| TASK GOAL |
Reproduce every one of the records below line for line, with no change to wording or order.
=== MATERIAL PROVIDED ===
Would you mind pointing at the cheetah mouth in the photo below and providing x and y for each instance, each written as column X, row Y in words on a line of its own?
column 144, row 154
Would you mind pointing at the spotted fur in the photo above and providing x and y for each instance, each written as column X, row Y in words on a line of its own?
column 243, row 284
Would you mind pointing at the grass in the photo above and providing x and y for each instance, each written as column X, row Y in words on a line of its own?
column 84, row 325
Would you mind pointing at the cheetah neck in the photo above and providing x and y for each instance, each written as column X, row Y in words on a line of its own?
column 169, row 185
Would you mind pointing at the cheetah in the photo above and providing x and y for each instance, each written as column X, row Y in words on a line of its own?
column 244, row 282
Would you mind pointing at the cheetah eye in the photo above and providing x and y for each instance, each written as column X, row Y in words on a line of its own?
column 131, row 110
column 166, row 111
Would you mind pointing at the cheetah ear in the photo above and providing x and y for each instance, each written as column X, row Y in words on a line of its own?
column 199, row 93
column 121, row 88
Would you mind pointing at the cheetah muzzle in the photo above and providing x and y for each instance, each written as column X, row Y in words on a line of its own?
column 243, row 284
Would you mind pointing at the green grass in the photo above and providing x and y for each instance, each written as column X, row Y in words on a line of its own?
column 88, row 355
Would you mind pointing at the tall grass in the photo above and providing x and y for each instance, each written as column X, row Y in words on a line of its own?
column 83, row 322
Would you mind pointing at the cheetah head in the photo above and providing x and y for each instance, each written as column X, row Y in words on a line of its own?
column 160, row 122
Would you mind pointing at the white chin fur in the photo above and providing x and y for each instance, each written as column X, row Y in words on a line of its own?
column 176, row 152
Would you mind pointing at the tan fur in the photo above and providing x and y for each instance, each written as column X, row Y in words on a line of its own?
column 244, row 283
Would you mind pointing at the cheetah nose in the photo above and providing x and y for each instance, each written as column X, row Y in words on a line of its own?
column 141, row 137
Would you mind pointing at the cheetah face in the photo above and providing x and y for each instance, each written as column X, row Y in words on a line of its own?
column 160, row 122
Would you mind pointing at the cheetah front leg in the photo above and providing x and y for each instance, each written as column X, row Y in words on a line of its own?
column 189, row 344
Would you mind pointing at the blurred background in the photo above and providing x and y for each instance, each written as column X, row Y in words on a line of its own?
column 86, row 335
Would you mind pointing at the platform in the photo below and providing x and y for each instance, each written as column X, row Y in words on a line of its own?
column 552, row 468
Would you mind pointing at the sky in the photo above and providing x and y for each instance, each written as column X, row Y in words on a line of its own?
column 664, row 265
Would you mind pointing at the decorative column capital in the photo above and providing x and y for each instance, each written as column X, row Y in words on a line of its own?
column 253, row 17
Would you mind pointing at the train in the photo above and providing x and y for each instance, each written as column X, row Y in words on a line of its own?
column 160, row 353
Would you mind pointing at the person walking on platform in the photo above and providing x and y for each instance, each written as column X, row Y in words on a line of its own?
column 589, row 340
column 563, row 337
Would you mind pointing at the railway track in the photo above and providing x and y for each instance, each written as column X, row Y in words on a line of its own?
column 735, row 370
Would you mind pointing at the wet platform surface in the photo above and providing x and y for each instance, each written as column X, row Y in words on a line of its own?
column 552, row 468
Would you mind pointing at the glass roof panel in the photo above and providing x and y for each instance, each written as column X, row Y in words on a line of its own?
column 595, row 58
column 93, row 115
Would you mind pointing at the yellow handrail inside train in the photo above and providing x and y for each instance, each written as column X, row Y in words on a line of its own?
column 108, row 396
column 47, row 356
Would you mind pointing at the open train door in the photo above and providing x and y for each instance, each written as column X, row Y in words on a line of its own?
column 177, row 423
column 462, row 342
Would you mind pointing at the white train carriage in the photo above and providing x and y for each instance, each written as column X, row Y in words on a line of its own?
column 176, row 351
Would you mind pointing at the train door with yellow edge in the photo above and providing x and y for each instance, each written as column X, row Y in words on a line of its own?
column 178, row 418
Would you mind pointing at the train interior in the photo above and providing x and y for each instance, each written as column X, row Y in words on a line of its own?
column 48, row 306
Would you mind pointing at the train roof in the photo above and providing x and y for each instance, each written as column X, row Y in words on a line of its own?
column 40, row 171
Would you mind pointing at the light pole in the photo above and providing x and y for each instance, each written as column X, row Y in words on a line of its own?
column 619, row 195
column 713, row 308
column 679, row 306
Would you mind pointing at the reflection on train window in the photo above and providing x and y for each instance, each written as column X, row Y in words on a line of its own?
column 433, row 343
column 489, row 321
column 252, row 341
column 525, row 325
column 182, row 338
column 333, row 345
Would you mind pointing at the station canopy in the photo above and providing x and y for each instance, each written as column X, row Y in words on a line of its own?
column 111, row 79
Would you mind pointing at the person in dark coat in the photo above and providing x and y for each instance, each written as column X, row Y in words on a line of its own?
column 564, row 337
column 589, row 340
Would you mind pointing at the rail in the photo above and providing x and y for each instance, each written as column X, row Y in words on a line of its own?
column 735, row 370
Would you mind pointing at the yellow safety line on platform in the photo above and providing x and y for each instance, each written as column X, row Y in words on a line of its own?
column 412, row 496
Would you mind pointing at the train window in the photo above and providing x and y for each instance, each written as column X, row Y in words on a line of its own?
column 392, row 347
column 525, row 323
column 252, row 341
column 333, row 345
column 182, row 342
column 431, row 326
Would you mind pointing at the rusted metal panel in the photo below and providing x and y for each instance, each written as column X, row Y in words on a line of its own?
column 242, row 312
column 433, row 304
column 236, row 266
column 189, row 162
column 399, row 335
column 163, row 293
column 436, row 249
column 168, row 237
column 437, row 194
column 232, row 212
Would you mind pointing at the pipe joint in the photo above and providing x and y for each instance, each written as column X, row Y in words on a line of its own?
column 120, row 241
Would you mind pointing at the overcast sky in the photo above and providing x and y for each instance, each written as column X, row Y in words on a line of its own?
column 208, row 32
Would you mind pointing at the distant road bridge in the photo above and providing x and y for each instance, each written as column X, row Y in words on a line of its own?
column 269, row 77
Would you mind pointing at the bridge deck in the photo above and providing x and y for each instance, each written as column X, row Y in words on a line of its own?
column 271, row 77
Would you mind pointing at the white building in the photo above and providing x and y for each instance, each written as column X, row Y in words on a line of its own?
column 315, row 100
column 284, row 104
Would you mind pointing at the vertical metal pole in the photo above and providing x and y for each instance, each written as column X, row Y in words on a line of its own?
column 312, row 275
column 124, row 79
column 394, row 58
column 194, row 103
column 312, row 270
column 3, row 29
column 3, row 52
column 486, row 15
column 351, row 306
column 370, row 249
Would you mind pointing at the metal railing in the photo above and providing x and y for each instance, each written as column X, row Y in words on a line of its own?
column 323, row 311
===
| COMPLETE RESPONSE |
Would you mind pointing at the cheetah mouth in the photo below and providing x and y for each instance, each written as column X, row Y in words on a line of its own?
column 144, row 154
Would you mind pointing at the spotted fur in the photo above and providing x and y for each instance, each written as column X, row Y in words on a line of its own?
column 243, row 284
Would you mind pointing at the grass in the photo above and providing x and y for each instance, each written as column X, row Y in words on a line of its own?
column 84, row 325
Would you mind pointing at the cheetah neck in the photo above and providing x and y for each instance, each written as column X, row Y in words on a line of its own?
column 169, row 185
Would you mind pointing at the cheetah in the photo above and providing x and y for each instance, each written as column X, row Y in words on a line of its own?
column 244, row 282
Would you mind pointing at the cheetah eye in the photo above and providing x and y for each instance, each written as column X, row Y in words on a line of its own?
column 131, row 110
column 166, row 111
Would you mind pointing at the cheetah ear in the photo above and providing x and y for each instance, each written as column X, row Y in words on a line of its own?
column 199, row 93
column 121, row 88
Would you mind pointing at the cheetah muzzle in the photo above and providing x and y for each instance, each written as column X, row Y in words on a line of its own?
column 243, row 284
Would you mind pointing at the green grass in the photo above and providing x and y for each instance, each written as column X, row Y in words on a line of its own?
column 88, row 355
Would you mind pointing at the tall grass in the photo above and providing x and y for each instance, each written as column X, row Y in words on a line of its own?
column 83, row 322
Would you mind pointing at the cheetah head in the photo above and providing x and y for each instance, each written as column X, row Y in words on a line of its own?
column 160, row 122
Would you mind pointing at the white chin fur in the photo above and providing x and y for each instance, each written as column X, row Y in words on a line of its own?
column 176, row 152
Would you mind pointing at the tan fur in the photo above and providing x and y for each instance, each written as column X, row Y in words on a line of its own?
column 244, row 283
Would you mind pointing at the cheetah nose in the photo above and providing x and y for each instance, each written as column X, row Y in words on a line of its own?
column 141, row 137
Would you mind pointing at the cheetah face in the photo above and providing x and y for each instance, each written as column X, row Y in words on a line of its own?
column 160, row 122
Would you mind pointing at the cheetah front leg in the photo above and providing x and y for each instance, each written as column X, row Y in words on a line of its own?
column 189, row 344
Would you mind pointing at the blurred background in the photo above and providing x and y for each instance, each written as column X, row Y in words on a line of its own?
column 86, row 335
Would you mind pointing at the platform in the photo below and providing x and y for each instance, each written as column X, row Y in words on a line of its own?
column 552, row 468
Would you mind pointing at the sky in the photo above and providing x and y for each instance, each written as column X, row Y in words on a line of its own?
column 664, row 265
Would you mind pointing at the decorative column capital in the photo above and providing x and y for each instance, each written as column X, row Y in words on a line of its own?
column 253, row 17
Would you mind pointing at the train in the photo above and providing x and y for each instance, each written as column X, row Y in words on a line of its own?
column 160, row 353
Would you mind pointing at the person walking on platform in the photo above and providing x and y for each instance, each written as column X, row Y in words on a line of its own?
column 589, row 340
column 563, row 337
Would you mind pointing at the railway track in the photo above and providing x and y for each instance, each written as column X, row Y in words on a line of its own?
column 735, row 370
Would you mind pointing at the wet platform surface in the photo above and providing x and y for each instance, each written as column X, row Y in words on a line of its own?
column 552, row 468
Would you mind pointing at the glass roof panel in the photo above and providing x and y for each instance, each written as column X, row Y in words on a line of its own?
column 595, row 58
column 93, row 115
Would you mind pointing at the yellow handrail inside train in the photo above and providing x and y for each instance, each written as column X, row Y in words on a line of its own?
column 108, row 396
column 47, row 356
Would you mind pointing at the open train door in the photo above and providing x and y for each instance, each written as column X, row Y in words on a line of its own?
column 177, row 423
column 462, row 342
Would you mind pointing at the white train carriage in the photo above and providing x and y for each instance, each written as column X, row Y in words on a line of its own?
column 176, row 351
Would you mind pointing at the train door with yellow edge in the photo above and providing x and y for each instance, each written as column X, row Y in words on a line of its own?
column 178, row 418
Would you mind pointing at the train interior in the photo above and providing x and y for each instance, each written as column X, row Y in words on a line of its own?
column 48, row 306
Would you mind pointing at the train roof in the photo above and providing x and y for each instance, each written as column X, row Y in words on a line of its own?
column 40, row 171
Would you mind pointing at the light pole in the photo above and providing x and y for each instance, each written as column X, row Y in words on a line of its own?
column 619, row 195
column 713, row 308
column 679, row 306
Would you mind pointing at the reflection on train window in the photo above and providing x and y for each instance, each written as column X, row Y in words on a line of its own?
column 433, row 343
column 489, row 321
column 252, row 341
column 525, row 325
column 182, row 338
column 333, row 345
Would you mind pointing at the station canopy in the photo above and providing x and y for each instance, each written as column X, row Y in words on a line of its own?
column 111, row 79
Would you mind pointing at the person in dark coat in the photo above and providing x and y for each instance, each written as column X, row Y in words on a line of its own?
column 564, row 337
column 589, row 340
Would you mind pointing at the rail in the photo above and providing x and y for each instance, each written as column X, row Y in words on a line of its own?
column 735, row 370
Would you mind pointing at the yellow safety line on platform in the photo above and providing x and y for each instance, each written as column X, row Y in words on a line of its own?
column 412, row 496
Would you mind pointing at the train window in the photo above and providing x and y for each instance, each written as column X, row Y in words on a line of its own?
column 392, row 347
column 525, row 323
column 252, row 341
column 333, row 345
column 182, row 342
column 431, row 326
Would you mind pointing at the rusted metal panel in the photo below and providing x and y for each instance, each written as column X, row Y in words on a line of its own?
column 242, row 312
column 433, row 304
column 236, row 266
column 189, row 162
column 399, row 335
column 163, row 293
column 436, row 249
column 168, row 237
column 437, row 194
column 232, row 212
Would you mind pointing at the pipe joint in the photo above and providing x and y for each instance, each written as column X, row Y in words on a line of its own?
column 120, row 241
Would you mind pointing at the overcast sky in the photo above and providing x and y for each instance, each written as column X, row Y in words on a line of its own?
column 208, row 32
Would you mind pointing at the distant road bridge in the photo above and providing x and y for each instance, each written as column X, row Y in words on a line of its own?
column 269, row 77
Would you mind pointing at the bridge deck in the photo above and providing x and y for each instance, each written as column X, row Y in words on a line of its own?
column 271, row 77
Would you mind pointing at the white building in the photo above and providing x and y for each instance, each written as column X, row Y in words on a line of its own?
column 315, row 100
column 284, row 104
Would you mind pointing at the vertical metal pole in the photo above and providing x and y for each instance, each written as column X, row Y in words on a line of its own?
column 312, row 275
column 124, row 79
column 394, row 58
column 194, row 103
column 312, row 270
column 3, row 29
column 3, row 52
column 486, row 15
column 351, row 306
column 370, row 249
Would you mind pointing at the metal railing in the photo above and providing x and y for each instance, each written as column X, row Y in words on a line of its own?
column 323, row 311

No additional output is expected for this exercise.